=== TEXT TO READ ===

My memories, you see, were my downfall. I remembered being slightly scared of the movie and also enjoying it. But upon watching it again I realized the true folly in the script, and the animation, and what good memories I had were ruined by a lifetime of experiencing good movies.

So tonight (this morning, I should say) I wanted to play a computer game. I was searching through the shelf of disks when about five of them slid off the shelf and made a huge noise and right into the center of my desk slid Age of Empires II: Age of Kings. Now... I love this game. I will tell you that until the day I die, even after the ridiculous game I just played. I will stand by AOE forever. It is one of the first computer games I ever played and therefore I must be loyal. However, I had forgotten my real intentions when I play this game.

===

§ TASK LIST
A. Update the passage, everything from "My memories, you" down to "experiencing good movies.", putting "undoing" in place of "downfall".
B. Take the passage about the old movie and Age of Empires II further, starting after its final sentence.
The rows that follow are unrelated to the passage.

=== INFORMATION SHOWN ===

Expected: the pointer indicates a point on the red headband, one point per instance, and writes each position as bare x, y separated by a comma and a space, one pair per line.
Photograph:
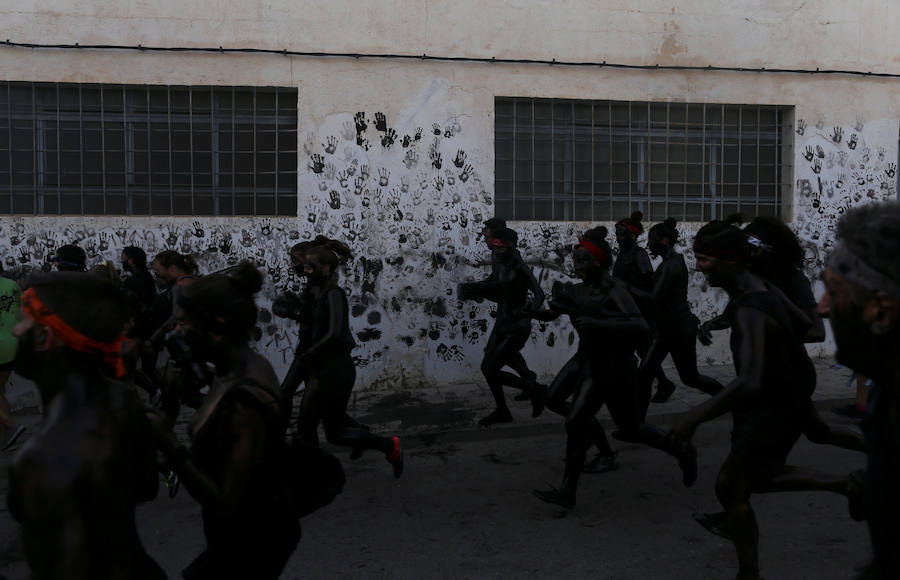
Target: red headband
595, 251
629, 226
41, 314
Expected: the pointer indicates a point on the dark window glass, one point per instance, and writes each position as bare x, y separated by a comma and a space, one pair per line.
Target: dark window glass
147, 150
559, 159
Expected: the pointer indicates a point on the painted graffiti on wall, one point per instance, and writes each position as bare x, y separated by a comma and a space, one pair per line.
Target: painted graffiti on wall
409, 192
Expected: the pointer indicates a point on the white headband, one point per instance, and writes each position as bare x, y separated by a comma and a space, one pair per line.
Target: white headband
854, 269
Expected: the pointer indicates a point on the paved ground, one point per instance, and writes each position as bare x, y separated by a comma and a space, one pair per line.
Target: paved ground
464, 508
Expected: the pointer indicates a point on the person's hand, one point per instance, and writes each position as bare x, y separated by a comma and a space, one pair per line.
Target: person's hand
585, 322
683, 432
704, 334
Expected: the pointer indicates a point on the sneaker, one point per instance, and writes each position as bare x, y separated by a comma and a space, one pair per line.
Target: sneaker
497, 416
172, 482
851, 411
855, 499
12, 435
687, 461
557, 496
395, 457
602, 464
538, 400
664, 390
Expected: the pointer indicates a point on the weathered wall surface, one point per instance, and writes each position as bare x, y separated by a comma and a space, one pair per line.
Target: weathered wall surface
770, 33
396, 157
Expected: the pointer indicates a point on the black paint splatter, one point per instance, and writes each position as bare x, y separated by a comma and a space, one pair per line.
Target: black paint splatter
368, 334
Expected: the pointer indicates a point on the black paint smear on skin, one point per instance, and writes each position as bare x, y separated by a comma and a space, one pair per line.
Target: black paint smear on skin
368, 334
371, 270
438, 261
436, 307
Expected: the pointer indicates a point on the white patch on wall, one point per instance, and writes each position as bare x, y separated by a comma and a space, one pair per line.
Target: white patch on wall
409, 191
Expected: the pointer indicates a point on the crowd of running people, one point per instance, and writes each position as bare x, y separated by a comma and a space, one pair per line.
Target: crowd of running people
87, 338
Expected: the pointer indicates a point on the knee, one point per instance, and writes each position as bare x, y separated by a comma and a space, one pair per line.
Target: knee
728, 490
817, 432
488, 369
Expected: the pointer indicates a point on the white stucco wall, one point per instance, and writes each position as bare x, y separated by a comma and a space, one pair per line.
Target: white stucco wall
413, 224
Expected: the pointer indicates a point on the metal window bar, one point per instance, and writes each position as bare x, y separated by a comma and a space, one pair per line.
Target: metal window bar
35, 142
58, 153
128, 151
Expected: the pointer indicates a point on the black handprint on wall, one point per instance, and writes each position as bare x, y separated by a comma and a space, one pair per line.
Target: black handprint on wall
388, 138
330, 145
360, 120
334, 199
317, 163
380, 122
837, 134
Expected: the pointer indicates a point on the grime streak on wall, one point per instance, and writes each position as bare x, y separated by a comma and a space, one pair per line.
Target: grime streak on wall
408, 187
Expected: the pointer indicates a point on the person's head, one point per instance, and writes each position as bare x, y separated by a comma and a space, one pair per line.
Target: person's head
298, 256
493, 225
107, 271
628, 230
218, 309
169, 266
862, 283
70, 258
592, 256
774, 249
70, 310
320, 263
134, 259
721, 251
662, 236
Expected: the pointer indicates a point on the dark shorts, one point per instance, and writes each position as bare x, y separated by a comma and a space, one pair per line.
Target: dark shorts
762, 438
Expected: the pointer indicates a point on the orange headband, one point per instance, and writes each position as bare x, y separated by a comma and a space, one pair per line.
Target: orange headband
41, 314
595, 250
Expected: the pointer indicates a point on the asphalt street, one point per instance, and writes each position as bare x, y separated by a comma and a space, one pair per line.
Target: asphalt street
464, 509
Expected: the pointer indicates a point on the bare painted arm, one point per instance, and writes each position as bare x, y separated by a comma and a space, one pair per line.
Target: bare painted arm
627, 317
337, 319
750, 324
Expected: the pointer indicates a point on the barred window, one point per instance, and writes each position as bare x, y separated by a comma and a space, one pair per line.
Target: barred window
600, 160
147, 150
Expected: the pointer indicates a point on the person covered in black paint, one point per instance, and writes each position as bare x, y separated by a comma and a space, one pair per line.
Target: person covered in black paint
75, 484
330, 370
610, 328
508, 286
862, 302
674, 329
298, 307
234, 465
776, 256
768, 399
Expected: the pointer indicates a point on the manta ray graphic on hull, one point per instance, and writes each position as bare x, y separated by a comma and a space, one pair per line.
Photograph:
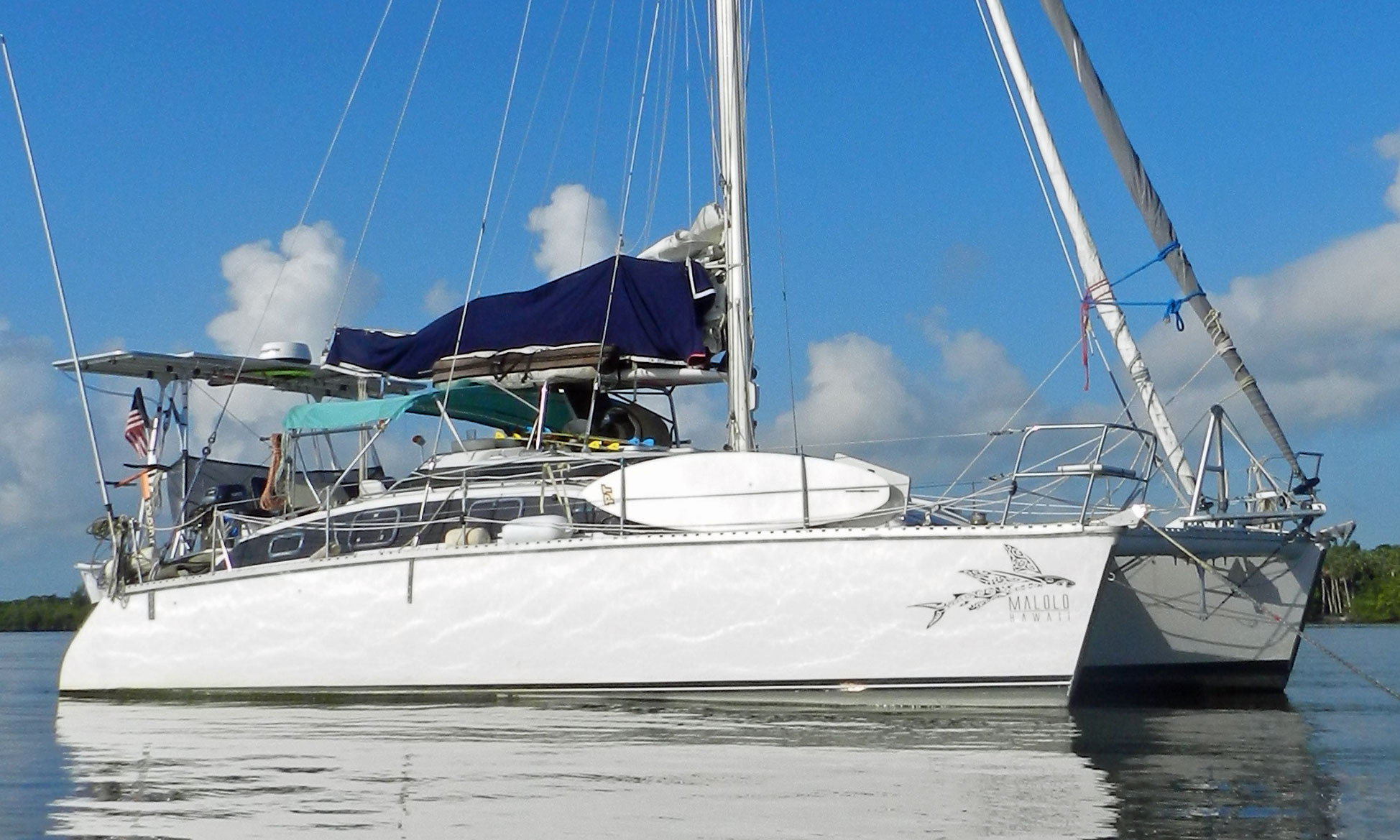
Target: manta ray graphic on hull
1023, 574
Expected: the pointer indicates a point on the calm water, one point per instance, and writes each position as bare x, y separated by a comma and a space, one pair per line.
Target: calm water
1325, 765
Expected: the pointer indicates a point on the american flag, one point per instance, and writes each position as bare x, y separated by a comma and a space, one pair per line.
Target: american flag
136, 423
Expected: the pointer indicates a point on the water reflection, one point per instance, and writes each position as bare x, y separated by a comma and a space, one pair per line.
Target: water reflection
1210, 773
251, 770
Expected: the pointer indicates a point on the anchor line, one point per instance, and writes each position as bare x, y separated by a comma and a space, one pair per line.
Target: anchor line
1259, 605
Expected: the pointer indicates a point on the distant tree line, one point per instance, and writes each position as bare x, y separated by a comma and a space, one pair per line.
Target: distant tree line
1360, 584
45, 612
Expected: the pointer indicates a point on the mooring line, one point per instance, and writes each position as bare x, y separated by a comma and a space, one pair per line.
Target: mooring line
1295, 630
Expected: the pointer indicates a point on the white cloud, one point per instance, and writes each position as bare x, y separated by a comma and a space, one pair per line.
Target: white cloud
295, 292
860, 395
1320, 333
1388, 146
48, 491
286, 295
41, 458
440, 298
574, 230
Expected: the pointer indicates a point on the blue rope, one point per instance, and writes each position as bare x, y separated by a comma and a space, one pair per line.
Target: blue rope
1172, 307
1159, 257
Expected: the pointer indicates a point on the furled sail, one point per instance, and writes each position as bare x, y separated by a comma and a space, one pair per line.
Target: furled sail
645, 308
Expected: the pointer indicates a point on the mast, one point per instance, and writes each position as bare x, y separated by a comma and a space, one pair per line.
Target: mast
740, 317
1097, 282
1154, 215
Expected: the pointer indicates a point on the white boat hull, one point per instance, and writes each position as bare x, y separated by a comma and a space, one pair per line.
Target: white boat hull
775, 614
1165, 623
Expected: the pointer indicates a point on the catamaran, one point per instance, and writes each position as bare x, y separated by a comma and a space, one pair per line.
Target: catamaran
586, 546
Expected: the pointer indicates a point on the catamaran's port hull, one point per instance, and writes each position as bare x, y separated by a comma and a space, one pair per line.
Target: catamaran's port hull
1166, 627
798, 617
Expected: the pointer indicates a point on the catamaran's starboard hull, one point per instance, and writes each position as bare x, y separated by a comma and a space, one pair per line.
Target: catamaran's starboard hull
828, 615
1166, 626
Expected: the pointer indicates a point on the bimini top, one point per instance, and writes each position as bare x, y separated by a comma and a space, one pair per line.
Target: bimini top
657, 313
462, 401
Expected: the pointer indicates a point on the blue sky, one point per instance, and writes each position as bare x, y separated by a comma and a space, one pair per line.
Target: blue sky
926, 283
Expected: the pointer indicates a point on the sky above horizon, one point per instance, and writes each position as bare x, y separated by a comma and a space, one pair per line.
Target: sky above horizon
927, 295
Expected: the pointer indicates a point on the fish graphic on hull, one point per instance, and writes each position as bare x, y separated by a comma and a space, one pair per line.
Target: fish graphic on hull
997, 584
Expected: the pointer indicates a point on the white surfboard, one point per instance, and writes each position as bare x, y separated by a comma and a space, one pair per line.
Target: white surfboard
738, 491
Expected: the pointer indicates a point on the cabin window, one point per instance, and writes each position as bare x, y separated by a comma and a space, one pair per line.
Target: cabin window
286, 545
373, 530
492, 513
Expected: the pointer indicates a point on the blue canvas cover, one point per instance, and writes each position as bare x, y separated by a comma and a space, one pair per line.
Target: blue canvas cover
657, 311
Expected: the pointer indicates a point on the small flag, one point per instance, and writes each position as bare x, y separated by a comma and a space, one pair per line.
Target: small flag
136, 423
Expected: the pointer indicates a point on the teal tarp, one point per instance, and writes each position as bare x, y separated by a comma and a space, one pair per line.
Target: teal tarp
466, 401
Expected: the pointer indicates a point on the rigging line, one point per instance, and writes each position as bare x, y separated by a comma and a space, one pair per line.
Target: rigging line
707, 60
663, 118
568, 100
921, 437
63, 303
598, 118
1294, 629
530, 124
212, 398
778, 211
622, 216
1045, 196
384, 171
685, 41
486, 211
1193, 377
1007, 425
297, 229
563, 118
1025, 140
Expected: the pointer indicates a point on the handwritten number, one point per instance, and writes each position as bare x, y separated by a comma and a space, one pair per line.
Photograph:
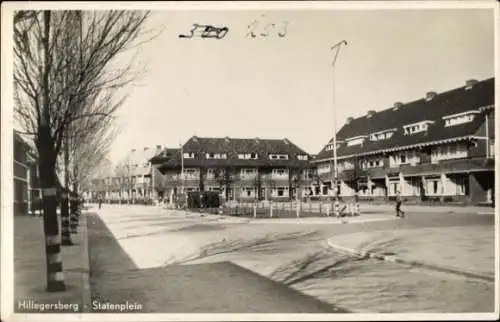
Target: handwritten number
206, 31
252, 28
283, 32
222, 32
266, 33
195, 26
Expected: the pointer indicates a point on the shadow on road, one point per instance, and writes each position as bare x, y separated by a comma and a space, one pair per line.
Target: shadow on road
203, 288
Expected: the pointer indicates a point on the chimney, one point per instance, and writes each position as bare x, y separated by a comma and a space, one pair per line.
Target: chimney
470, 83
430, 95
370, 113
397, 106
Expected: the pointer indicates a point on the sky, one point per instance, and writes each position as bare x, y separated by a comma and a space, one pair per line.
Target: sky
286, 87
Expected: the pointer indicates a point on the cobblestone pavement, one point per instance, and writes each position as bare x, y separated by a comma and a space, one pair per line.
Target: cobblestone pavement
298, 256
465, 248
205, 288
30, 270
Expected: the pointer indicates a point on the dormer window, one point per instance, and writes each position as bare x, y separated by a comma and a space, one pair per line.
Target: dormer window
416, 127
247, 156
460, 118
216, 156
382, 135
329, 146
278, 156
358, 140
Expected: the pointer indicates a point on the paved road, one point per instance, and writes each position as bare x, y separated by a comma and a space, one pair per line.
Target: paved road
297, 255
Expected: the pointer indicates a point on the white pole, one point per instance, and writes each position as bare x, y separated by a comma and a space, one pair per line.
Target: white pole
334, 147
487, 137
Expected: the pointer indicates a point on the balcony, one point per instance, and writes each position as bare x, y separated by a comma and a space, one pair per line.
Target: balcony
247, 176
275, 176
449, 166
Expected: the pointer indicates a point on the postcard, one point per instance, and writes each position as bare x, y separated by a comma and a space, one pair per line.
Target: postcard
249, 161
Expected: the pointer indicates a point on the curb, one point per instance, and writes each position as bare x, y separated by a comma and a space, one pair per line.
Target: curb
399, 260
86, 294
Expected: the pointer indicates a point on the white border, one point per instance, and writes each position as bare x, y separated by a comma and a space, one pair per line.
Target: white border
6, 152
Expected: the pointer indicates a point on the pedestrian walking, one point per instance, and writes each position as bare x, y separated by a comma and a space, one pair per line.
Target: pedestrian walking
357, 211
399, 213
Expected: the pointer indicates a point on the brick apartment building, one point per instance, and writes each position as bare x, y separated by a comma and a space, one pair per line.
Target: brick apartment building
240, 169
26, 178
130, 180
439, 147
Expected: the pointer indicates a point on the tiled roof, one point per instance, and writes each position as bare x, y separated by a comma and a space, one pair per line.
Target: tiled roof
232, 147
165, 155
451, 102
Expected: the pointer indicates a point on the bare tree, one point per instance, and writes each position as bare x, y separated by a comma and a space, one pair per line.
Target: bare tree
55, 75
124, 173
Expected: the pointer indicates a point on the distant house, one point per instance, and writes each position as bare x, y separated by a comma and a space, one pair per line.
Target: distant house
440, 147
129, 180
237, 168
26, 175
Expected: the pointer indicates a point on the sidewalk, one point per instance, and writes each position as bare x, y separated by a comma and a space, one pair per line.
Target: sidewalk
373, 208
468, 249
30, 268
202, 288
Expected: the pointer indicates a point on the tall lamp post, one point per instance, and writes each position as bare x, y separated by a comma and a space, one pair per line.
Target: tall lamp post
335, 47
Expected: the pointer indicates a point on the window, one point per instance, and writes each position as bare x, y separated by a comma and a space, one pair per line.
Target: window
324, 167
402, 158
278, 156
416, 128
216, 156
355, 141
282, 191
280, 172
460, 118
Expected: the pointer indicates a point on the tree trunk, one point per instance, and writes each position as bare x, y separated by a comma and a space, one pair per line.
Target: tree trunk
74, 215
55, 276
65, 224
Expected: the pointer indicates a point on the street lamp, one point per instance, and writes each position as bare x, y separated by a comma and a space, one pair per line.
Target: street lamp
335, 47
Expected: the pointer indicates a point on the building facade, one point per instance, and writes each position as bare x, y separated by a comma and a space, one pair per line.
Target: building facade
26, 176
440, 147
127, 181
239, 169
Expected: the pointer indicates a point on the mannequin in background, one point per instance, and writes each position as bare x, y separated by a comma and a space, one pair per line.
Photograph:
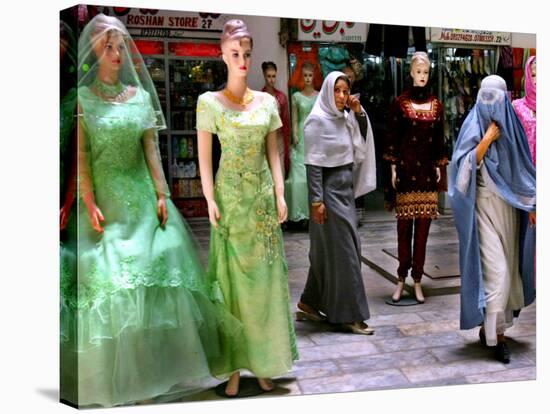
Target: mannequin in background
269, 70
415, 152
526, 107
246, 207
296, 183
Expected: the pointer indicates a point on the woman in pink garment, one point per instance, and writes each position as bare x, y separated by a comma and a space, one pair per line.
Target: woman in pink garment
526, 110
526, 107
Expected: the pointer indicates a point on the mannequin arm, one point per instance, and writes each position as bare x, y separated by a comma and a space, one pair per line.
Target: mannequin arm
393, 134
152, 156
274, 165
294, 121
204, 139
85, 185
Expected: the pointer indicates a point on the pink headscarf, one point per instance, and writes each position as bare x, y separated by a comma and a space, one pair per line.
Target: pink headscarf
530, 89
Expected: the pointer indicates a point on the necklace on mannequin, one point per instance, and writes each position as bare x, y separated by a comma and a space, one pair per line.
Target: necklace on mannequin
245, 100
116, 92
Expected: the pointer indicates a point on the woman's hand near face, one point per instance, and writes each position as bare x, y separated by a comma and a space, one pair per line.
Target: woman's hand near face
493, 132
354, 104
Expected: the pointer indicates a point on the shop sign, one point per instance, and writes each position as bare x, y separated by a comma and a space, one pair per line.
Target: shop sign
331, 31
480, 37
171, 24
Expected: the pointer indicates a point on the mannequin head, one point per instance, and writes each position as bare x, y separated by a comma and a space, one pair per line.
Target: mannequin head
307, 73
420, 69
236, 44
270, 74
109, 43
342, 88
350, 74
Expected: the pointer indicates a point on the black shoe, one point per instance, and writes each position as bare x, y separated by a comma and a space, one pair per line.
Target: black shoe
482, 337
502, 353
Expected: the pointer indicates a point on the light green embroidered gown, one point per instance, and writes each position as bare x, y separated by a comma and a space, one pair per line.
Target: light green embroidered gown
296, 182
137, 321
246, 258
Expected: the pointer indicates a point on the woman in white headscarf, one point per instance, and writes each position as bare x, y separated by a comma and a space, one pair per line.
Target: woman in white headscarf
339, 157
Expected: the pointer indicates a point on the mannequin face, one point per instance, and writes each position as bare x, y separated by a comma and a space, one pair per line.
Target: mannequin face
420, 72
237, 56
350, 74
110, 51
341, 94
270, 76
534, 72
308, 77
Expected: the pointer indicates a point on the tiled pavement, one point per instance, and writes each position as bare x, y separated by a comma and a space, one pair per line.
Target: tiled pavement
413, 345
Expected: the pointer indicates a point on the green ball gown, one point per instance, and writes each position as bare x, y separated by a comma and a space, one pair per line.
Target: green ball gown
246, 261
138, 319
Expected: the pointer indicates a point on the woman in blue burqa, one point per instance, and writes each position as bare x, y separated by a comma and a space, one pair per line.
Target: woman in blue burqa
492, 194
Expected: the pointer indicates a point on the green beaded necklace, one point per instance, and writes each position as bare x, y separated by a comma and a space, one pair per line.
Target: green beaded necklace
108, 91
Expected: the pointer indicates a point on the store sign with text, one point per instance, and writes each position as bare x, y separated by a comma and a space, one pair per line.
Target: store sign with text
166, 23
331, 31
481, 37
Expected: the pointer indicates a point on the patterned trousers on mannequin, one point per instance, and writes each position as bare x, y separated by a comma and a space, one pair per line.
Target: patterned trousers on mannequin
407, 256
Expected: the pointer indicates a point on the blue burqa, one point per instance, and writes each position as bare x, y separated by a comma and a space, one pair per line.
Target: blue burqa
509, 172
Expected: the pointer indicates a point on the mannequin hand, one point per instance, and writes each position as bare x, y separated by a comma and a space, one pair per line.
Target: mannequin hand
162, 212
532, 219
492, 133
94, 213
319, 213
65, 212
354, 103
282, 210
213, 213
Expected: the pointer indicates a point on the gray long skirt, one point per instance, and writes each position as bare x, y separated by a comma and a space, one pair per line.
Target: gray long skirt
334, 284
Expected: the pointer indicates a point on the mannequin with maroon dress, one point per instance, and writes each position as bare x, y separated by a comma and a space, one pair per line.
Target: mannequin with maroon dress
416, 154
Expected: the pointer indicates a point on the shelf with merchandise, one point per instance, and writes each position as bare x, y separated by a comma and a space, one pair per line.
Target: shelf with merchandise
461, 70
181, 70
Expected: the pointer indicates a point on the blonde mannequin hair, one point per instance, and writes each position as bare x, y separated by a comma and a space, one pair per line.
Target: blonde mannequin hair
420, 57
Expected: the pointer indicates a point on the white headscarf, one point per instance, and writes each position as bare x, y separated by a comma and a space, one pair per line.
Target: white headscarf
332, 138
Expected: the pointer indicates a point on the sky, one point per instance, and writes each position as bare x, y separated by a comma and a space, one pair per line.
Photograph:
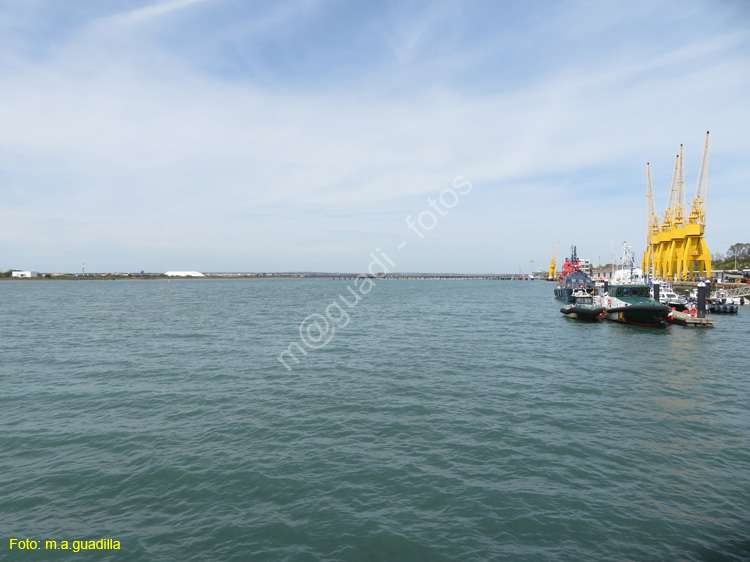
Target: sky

===

§ RESULTS OF THE EXERCISE
A.
My memories, you see, were my undoing. I remembered being slightly scared of the movie and also enjoying it. But upon watching it again I realized the true folly in the script, and the animation, and what good memories I had were ruined by a lifetime of experiencing good movies.

B.
Like most computer action games, there's some killing. Violence. Little tiny cavaliers fighting other tiny two-handed swordsmen. But that's not why I play! I like the building, the upgrades, the "making" of itty-bitty lumberjacks and miners, and of course the cheat codes that make all those mini-people's lives meaningless. Not getting gold fast enough? Type "robin hood" into the screen and WHAM-O you are now 1000 gold units richer. THAT, my friends, is why I play. Instant success.

This time, however, was different. I put the disk in and began to play and after a while, the other players began to attack me. For no reason. This has never happened before, as far as I remember. Usually I can play my game in peace and I won't have to kill anyone or get myself killed. But this time the blue people and the yellow people started to attack me so I was distracted from my little farmers and shepherdesses and fishing boats. SO distracted that when I tried to cheat-code the blues and the yellows to death, I accidentally killed the reds.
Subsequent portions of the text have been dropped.